_DOCUMENT EXCERPT_
-----
When a man effectively leads his family and follows Biblical principles, the result is harmony, peace and fulfillment. It doesn't mean there are never any problems, what it does however provide, is the right formula for success. God promises that families that follow His plan will be blessed. If the man fulfills His God-given role as a husband and father, he ultimately ensures the health and well being of his wife and children.
The Role of Fathers in Today's Culture
Unfortunately today most men don't understand the importance of God's family structure. Men are sadly relinquishing their headship role in an alarming rate, in pursuit of material success. This has left an undue burdened on wives and results in less time with the children. It seems that in today's family formula anything goes. Any relationship role is acceptable, in any manner or form deemed time efficient, culturally acceptable and personally pleasing. As a result, for the last several decades, we have begun to see its effect on the family structure. So, how have modern social and economic formulas changed the role of the father?
Before the industrial revolution, fathers often worked side by side with their sons and instruct their children in spiritual values. When industrialization took over the American landscape, fathers left their farms and headed to the factories. Fourteen to sixteen hour workdays set the stage for the absentee father. Fatherhood eventually came to be regarded as the breadwinner who fulfilled their parental duties by providing. They also led the family in establishing moral values and saw to the religious education of their children.
The time spent away from the family began to erode the father's most important role, headship. Children began to relay more on the mother for their physical and spiritual instruction. Conversely, with more time away from their family, men were drawn to and influenced by alternate lifestyles which led to a sharp increase in abandonment, illegitimacy and necessitated the development of welfare programs to assist the women and children affected.
-----
_RECORDS PROVIDED_

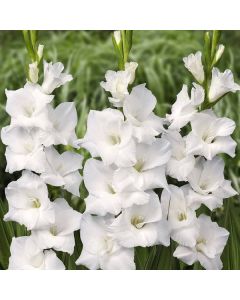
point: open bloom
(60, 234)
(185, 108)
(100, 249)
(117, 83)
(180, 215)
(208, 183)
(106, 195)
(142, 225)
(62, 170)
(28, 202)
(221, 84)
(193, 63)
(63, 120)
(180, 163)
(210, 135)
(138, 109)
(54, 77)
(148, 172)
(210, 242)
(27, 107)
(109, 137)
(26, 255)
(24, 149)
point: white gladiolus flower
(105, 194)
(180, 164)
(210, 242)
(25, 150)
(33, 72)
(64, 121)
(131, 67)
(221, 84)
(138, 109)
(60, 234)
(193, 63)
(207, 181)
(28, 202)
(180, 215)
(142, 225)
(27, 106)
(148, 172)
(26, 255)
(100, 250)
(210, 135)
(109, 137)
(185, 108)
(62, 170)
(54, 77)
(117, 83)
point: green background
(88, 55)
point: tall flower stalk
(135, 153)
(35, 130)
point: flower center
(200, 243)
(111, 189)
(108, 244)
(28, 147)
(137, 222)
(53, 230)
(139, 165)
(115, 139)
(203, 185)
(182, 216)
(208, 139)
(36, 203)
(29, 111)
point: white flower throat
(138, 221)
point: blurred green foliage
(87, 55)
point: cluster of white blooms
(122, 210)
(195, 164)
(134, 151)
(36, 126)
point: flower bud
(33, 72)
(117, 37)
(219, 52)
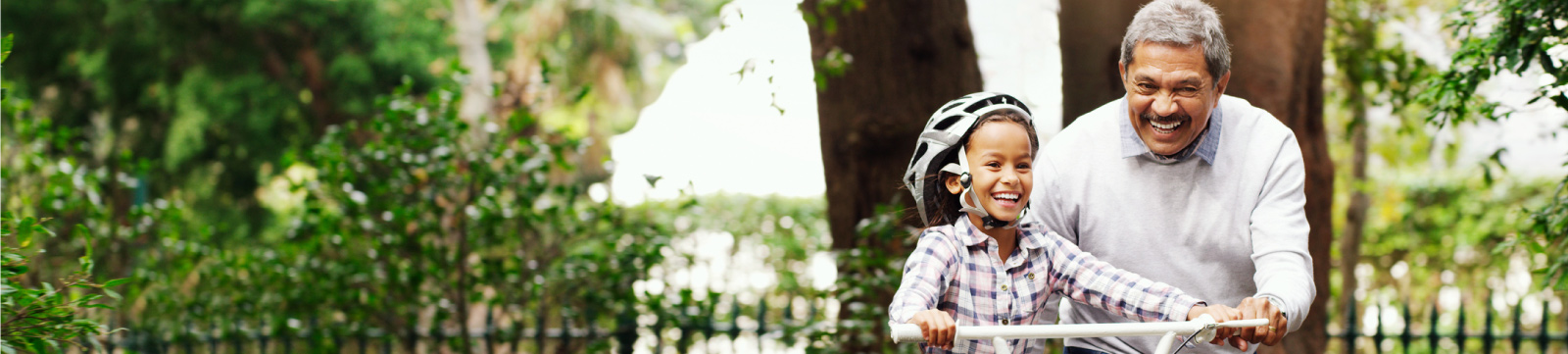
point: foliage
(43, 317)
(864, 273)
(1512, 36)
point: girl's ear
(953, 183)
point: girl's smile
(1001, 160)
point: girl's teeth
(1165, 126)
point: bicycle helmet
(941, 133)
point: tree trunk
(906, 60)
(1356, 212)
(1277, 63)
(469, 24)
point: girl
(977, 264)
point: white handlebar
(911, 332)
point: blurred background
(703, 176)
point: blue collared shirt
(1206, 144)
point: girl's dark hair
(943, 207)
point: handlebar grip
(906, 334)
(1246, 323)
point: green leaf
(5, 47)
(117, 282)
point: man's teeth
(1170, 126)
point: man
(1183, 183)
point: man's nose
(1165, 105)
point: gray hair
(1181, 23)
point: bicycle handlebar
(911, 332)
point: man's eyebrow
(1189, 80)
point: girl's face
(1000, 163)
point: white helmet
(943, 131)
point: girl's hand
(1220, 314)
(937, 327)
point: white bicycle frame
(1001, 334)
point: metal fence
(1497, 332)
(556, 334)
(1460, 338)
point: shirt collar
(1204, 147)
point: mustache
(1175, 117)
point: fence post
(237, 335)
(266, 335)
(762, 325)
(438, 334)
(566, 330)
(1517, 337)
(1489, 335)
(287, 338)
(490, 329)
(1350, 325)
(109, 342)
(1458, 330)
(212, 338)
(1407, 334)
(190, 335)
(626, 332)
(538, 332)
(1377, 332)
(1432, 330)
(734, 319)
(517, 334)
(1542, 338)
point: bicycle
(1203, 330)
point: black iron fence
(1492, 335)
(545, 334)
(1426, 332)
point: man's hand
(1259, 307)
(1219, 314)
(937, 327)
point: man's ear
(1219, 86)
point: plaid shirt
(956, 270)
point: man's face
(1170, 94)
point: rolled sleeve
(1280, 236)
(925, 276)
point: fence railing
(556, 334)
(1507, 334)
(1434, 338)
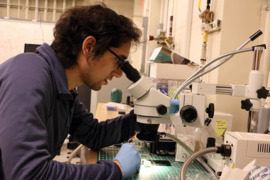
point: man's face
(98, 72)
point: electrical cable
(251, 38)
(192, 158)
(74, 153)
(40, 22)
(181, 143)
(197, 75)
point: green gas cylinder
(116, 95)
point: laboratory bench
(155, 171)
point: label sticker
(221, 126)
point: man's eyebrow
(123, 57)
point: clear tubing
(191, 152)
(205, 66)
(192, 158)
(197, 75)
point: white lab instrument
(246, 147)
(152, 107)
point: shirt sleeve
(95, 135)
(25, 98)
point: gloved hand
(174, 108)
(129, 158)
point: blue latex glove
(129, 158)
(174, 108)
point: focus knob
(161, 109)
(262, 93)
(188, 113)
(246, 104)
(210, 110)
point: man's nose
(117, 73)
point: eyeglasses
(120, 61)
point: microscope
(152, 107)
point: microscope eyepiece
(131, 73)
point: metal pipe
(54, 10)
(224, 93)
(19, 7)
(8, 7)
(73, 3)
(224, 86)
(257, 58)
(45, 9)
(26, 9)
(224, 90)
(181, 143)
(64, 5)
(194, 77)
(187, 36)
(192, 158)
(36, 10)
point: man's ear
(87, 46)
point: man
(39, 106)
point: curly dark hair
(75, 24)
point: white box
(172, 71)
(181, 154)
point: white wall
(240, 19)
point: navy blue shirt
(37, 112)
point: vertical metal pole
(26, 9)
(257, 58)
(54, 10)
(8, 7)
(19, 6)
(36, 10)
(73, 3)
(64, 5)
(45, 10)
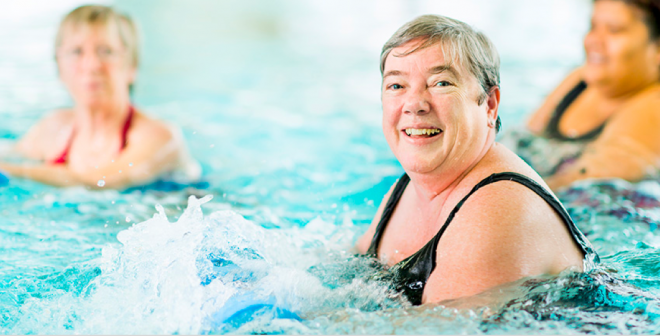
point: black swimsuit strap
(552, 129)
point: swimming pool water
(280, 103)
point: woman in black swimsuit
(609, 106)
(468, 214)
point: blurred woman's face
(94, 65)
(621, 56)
-----
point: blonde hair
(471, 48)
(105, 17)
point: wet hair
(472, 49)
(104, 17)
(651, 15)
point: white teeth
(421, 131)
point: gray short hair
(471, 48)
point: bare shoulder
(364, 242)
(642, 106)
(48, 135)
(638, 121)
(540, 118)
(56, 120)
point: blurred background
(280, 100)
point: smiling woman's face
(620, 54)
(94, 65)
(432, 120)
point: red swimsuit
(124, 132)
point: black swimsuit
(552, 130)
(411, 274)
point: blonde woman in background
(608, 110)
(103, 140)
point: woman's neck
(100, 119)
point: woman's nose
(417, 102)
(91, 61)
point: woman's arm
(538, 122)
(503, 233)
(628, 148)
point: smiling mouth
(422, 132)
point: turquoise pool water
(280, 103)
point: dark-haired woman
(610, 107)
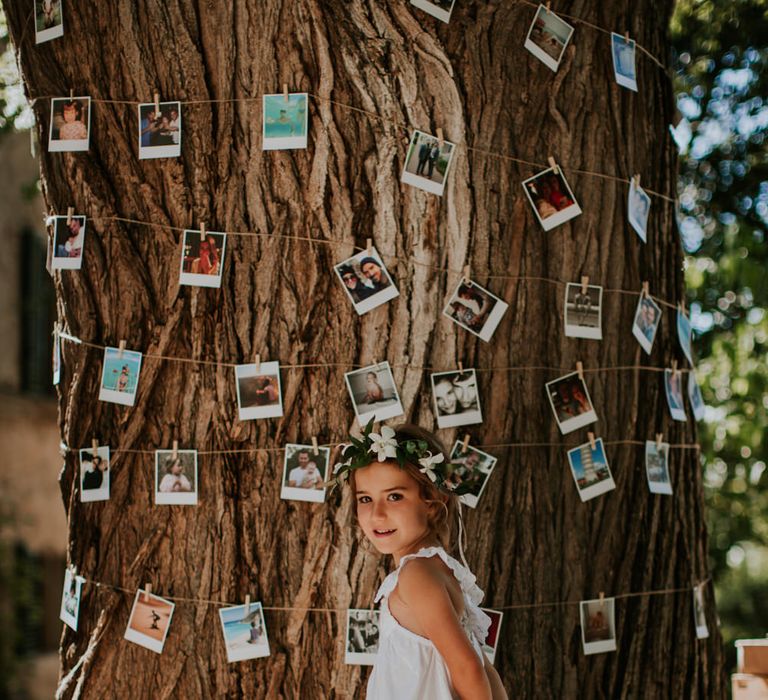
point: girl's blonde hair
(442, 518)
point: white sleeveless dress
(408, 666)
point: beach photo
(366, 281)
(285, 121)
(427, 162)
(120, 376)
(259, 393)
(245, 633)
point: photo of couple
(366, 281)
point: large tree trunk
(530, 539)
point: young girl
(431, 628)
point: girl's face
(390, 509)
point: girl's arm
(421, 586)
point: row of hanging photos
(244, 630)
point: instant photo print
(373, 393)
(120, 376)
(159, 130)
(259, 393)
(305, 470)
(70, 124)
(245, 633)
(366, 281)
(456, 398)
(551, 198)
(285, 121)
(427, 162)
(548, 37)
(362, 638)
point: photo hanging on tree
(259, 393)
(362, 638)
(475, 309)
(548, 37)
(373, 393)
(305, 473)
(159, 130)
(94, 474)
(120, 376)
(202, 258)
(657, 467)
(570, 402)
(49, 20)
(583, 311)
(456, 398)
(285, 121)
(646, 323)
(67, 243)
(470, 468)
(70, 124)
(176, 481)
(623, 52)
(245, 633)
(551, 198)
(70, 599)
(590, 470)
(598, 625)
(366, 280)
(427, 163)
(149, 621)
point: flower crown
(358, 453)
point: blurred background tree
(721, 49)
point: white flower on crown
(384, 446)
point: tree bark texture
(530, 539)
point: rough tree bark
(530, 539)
-----
_TO-DO LIST_
**a.** Decide whether each statement agrees with the essay on the father's role in the family. Answer yes or no for each and quote the words of the essay that settle it.
(i) Workdays of fourteen to sixteen hours set the stage for the absentee father.
(ii) Following Biblical principles means a family will never have any problems.
(iii) Time spent away from the family strengthened the father's role of headship.
**b.** Pick up the essay on the father's role in the family after its final sentence and carry it forward.

_RESULTS_
**a.**
(i) Yes: "Fourteen to sixteen hour workdays set the stage for the absentee father."
(ii) No: "It doesn't mean there are never any problems"
(iii) No: "The time spent away from the family began to erode the father's most important role, headship."

**b.**
In more recent decades, the changing role of women has had the greatest impact on the role of the father. Between 1948-2001, working age women employed or looking for work nearly doubled from less than 33% to more than 60%. The increase in their financial independence made the financial leadership of the father less important. The increase rate of divorce , remarriage and childbirth outside of marriage, have resulted in a transition from the Biblical role of a father to multiple and undefined roles. Today's fathers have been forced to take on roles vastly different than the one God originally designed.
The Effect on Your Children
The increased rate of divorce and re-marriage, and the new multiple, undefined roles for fathers has not only effected the role of husbands and wives, but it has effected and redefined a fathers relationship with his children. One thing is clear , however the family is defined today, the role of the father is still as important as it was when God first instituted it. Recent research on the role of fathers reveals something the Bible has long advocated; the love and influence of a father's love on their child's development is as great as the influence of a mother's love. A fathers love and influence have been shown to help their children develop a sense of security, which directly effects their social, emotional and cognitive development and function. Children who receive more love from their fathers are less likely to struggle with behavioral and substance abuse problems.
If Christian men do not teach their sons how to be a Godly husband and father, by example, we will continue to see decline in the family and an ongoing erosion of Godly principles and values in our society. As a result, we will continue to see tremendous fractures grow between parents and children. The lack of Christ centered love and discipline will continue tear at the framework of the family. Many scholars agree that the heart of a successful civilization is a strong family structure.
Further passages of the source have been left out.